• _TASK BRIEF_
Count the lines in the listing below that contain the string "positive", treating uppercase and lowercase as different. Reply with that number alone.

== DATA SUPPLIED ==

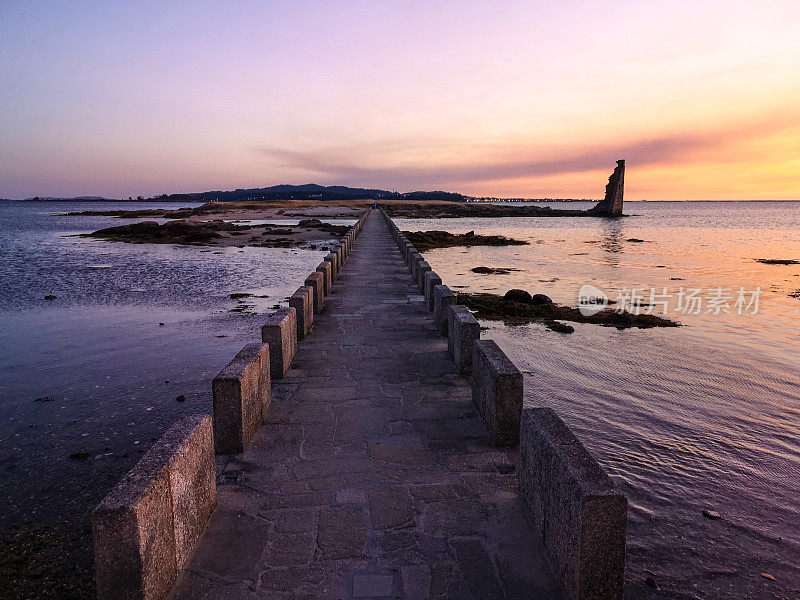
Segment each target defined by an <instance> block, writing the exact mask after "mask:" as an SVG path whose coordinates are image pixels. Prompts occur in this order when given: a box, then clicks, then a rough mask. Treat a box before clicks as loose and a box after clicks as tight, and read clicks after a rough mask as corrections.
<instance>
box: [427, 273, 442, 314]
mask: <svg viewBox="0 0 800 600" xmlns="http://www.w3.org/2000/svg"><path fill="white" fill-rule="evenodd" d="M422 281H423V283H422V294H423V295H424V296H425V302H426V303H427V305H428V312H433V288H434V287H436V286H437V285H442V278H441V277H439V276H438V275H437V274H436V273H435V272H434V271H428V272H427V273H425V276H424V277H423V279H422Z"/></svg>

===
== DATA SUPPLIED ==

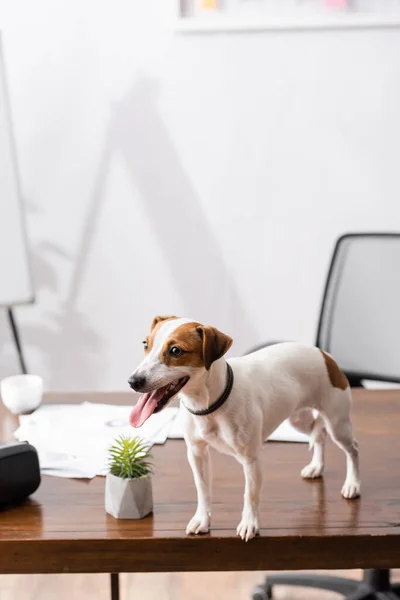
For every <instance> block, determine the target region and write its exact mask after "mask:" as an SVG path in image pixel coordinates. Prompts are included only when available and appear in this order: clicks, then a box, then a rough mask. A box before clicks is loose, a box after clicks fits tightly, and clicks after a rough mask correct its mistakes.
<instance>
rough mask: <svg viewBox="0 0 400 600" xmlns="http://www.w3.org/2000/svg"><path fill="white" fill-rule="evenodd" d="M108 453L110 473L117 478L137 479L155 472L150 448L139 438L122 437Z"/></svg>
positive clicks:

===
== DATA SUPPLIED ==

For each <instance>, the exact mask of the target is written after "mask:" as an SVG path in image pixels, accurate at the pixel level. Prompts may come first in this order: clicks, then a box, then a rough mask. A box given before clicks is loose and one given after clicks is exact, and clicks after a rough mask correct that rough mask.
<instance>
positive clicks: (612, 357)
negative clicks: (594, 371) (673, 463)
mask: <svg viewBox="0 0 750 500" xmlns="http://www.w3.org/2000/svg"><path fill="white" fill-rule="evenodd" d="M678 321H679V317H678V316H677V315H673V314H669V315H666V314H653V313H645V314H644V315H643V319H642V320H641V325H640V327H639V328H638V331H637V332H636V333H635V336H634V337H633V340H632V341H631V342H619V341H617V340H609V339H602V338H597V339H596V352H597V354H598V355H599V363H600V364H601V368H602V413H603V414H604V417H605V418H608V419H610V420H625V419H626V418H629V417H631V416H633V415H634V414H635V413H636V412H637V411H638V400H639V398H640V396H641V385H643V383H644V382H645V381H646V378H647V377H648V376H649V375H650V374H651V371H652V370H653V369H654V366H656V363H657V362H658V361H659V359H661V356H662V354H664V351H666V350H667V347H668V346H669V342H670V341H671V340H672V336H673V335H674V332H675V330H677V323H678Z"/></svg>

===

• _OUTPUT FOR THIS EXERCISE_
2